**Extract**
And it's a vision that Michelin has thrown its full support behind. The French tire maker—which also happens to be Enviro's largest shareholder—has committed to a multi-year supply agreement that includes delivery of recovered carbon black and tire pyrolysis oil.
In the initial stage of the JV, Sorensson said, Antin will finance 100 percent of the project, but Enviro will have the opportunity to finance as much as 30 percent of the ownership throughout the first 24 months.
"For a small company like us to really participate and, of course, create long-term value for our shareholders as well through the joint venture (is valuable)," Sorensson said.
Michelin, he added, also will be included in the process as it unfolds and particularly as production facilities scale up.
"Michelin will step-by-step enter into the joint venture as we open plants," Sorensson said. "At each financial investment decision for new plants, they will be let into the joint venture as well."
For Enviro, the partnership with Antin is a critical one.
Because Antin brings to the table experience that is simultaneously focused, broad and deep.

**Dataset entries**
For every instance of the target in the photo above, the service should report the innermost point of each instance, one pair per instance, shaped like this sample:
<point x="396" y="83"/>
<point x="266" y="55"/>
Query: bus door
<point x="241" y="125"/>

**Goal of the exercise**
Transcribe the passage above about Enviro's joint venture from "And it's a vision" to "first 24 months.".

**Full output**
And it's a vision that Michelin has thrown its full support behind. The French tire maker—which also happens to be Enviro's largest shareholder—has committed to a multi-year supply agreement that includes delivery of recovered carbon black and tire pyrolysis oil.
In the initial stage of the JV, Sorensson said, Antin will finance 100 percent of the project, but Enviro will have the opportunity to finance as much as 30 percent of the ownership throughout the first 24 months.